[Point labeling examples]
════

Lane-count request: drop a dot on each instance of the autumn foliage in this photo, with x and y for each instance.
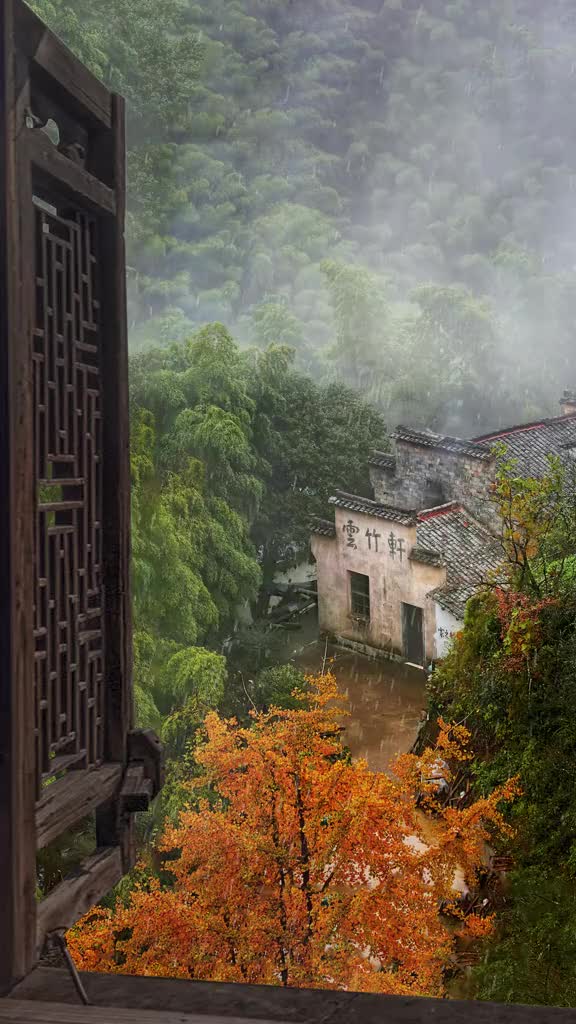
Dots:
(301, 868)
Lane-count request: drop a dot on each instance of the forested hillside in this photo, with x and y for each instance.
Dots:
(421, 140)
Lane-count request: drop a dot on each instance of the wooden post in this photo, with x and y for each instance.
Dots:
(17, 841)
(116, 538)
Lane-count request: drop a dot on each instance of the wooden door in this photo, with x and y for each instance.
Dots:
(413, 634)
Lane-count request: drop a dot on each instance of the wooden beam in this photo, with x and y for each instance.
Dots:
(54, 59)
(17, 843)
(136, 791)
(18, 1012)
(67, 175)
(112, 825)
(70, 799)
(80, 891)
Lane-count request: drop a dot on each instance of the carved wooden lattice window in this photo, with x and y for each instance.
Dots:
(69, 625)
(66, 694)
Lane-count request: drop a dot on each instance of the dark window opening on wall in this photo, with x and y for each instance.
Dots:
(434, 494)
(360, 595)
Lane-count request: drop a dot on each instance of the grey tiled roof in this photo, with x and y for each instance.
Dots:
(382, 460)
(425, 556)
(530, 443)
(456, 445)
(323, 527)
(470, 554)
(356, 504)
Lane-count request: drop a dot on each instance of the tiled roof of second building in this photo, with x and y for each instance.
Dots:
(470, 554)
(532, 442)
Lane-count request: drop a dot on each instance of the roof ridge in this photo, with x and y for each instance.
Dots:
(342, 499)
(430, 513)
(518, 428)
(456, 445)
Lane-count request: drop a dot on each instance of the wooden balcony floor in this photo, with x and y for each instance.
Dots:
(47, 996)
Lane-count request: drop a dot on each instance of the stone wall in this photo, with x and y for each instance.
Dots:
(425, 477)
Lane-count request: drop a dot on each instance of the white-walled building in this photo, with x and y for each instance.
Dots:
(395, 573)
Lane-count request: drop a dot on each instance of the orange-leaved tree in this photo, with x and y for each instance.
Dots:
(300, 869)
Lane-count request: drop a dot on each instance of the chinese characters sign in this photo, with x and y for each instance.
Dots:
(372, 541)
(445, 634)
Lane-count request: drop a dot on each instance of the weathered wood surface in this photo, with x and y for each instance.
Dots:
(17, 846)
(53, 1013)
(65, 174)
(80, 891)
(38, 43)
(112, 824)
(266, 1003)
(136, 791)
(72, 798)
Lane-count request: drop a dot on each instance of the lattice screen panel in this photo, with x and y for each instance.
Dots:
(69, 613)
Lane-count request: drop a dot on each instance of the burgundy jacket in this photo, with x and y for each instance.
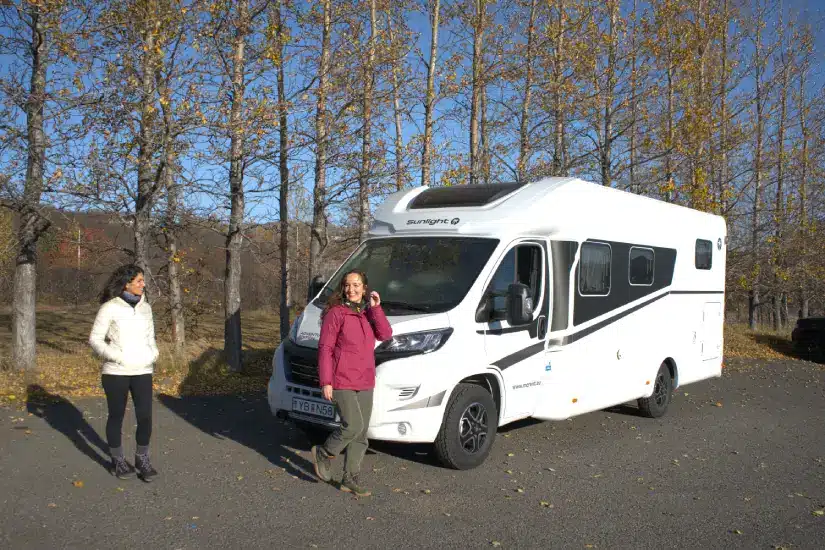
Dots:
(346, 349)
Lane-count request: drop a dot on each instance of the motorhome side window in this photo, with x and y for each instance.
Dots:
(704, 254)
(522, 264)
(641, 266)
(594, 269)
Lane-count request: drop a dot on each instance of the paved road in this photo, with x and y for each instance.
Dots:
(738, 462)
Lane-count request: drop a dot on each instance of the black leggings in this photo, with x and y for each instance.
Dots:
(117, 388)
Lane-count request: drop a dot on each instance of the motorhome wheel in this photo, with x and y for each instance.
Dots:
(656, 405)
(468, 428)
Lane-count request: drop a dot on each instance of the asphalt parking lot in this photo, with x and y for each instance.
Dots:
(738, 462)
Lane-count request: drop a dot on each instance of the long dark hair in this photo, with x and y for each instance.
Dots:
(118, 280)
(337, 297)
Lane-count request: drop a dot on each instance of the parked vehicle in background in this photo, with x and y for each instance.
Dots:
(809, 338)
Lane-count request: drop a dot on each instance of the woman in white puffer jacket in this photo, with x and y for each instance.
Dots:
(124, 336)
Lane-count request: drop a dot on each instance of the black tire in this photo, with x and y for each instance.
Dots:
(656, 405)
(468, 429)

════

Write out, word for word, every line from the one containing "the motorhome wheel" through the last line of the records above.

## Correct result
Lane-count request: drop a dot on each instance of the motorhome wheel in this photo, with x and y for each instance.
Dots:
(656, 405)
(468, 428)
Lane-count request: drop a dot on each instance of the asphalt parking lot in this photo, with x and y for each instance.
Dots:
(738, 462)
Lane-count request: drop a dot on each instance of the long dark hair in this photo, with x and y for each instance.
Dots:
(118, 280)
(337, 297)
Lane-count request: drop a dot on each instance of the parked vehicle in background in this photo, with x and y for each instance.
Dots:
(809, 338)
Lane-count request: drop a dot on each instance of the woman in white puffer jacket in this photo, with x and y for each instance.
Dots:
(124, 336)
Lane-count request: drop a dot on each instance of the black tire in this photo, with x and y for each instance.
Dots:
(656, 405)
(468, 429)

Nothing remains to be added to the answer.